• [SOURCE EXTRACT]
+ + + +
Optimization glossary

Feature management

What is feature management?

Feature management refers to the process of developing, delivering, and optimizing new features for a product.   

It enables teams to release features to specific users or groups, test new features, and control the user experience. It involves the management of feature flags, which are toggles that allow developers to turn features on and off without requiring code changes.   

You can test how each feature performs before releasing it into production, providing you with the confidence you need that your new feature will work as expected when it’s rolled out.  

Feature Management is especially useful in today's highly competitive automation landscape, where product teams must rapidly launch new features to stay ahead of the competition. It is important to take control of the release process and get out new features gradually and only to specific subsets of end-users, rather than all at once. This allows for controlled feature rollouts and testing in real-time, ensuring that user experience and customer engagement are not negatively impacted.  

What are the best practices for implementing feature management? 

By following the below practices, you can optimize your feature management process for efficiency. 
 
Govern: Establish clear guidelines, naming conventions, and ownership for feature flags. Regularly review and update to avoid the accumulation of unused ones. 
  
Make it secure: Implement proper access controls and consider privacy regulations. Conduct security audits to ensure the system is secure. 
  
Analyze: Optimize evaluation for minimal performance impact. Monitor and address any performance bottlenecks. 
  
Assess: Regularly assess and optimize system scalability. 
  
Collaborate: Involve relevant stakeholders and maintain open communication channels for updates and deployments.
+ + + +
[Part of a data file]
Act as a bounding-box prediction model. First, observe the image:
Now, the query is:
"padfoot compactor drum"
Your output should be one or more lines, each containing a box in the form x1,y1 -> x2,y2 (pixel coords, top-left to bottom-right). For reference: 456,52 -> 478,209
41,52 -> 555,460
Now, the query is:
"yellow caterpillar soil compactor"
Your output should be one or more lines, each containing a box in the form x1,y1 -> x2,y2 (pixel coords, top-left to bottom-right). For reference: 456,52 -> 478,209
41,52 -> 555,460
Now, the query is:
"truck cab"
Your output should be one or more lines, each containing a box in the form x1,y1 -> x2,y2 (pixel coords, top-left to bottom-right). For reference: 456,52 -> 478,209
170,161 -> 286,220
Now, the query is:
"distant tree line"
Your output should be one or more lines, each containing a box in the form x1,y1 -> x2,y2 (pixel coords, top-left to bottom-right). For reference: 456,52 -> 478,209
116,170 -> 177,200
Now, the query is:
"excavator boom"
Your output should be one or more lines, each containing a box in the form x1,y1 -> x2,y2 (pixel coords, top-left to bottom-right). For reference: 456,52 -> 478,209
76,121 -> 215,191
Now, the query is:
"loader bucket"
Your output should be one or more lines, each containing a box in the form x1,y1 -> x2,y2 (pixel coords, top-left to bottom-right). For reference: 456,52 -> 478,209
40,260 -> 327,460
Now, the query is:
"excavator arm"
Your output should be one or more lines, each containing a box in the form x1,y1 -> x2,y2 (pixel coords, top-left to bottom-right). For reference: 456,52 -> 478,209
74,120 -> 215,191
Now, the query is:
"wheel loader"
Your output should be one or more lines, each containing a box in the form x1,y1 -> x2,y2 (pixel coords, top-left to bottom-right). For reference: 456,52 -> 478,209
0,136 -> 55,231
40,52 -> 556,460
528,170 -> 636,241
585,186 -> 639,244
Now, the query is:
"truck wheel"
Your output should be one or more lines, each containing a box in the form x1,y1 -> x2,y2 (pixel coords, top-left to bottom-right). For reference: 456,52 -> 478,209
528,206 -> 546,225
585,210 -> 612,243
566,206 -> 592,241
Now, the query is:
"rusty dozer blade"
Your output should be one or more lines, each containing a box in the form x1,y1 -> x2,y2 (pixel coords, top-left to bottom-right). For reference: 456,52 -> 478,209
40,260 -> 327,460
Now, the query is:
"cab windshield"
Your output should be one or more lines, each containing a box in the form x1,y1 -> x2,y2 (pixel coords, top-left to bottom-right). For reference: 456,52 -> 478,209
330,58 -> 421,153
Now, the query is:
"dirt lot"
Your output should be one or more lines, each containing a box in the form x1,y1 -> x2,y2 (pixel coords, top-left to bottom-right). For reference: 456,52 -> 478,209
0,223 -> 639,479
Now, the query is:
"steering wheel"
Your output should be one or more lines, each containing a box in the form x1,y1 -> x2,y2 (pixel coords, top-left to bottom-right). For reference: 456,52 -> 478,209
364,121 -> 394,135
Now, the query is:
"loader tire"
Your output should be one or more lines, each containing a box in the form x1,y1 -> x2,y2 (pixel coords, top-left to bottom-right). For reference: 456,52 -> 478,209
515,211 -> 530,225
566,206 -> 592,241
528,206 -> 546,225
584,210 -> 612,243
+ + + +
• [SET PROBLEM A] According to the feature management glossary entry, what are feature flags?
• [SET PROBLEM B] Extend the feature management glossary entry, picking up after its last line.

• [TASK RESULT A] Toggles that let developers turn features on and off without requiring code changes.

• [TASK RESULT B]
Feature flag lifecycle

Here’s what a feature flag lifecycle looks like: 

  • It starts with creating feature flags and how they can be defined, configured, and managed within a feature management platform. 
  • The next step is to deploy feature flags in production environments and activate them to control access to specific features. 
  • Now, monitor feature flag performance and collect analytics to gain insights into user engagement, adoption, and impact. 
  • Finally, sunset and remove feature flags once they are no longer needed, emphasizing the need for proper planning and communication. 

Types of rollout strategies

Here are some common types of feature rollout strategies: 

Phased rollouts: 

  • Gradual release of features to subsets of users in stages. 
  • Monitor user feedback and performance metrics at each phase. 

Canary testing: 

  • Limited release of features to a small group of users or segments. 
  • Evaluate performance and gather feedback before a wider release.  

Targeted rollouts: 

  • Selective release of features to specific user segments based on attributes. 
  • Enable personalized experiences and conduct controlled experimentation.  

Beta testing

  • Release features to a chosen group of users for feedback and validation. 
  • Iterate and refine features based on user feedback before a wider release. 

Dark launches: 

  • Silent release of features to the production environment without user visibility. 
  • Conduct internal testing and gradually enable the feature while monitoring.  

Percentage rollouts: 

  • Gradually increase the percentage of users exposed to the feature over time. 
  • Monitor performance to ensure a smooth rollout. 

What are the benefits of feature management?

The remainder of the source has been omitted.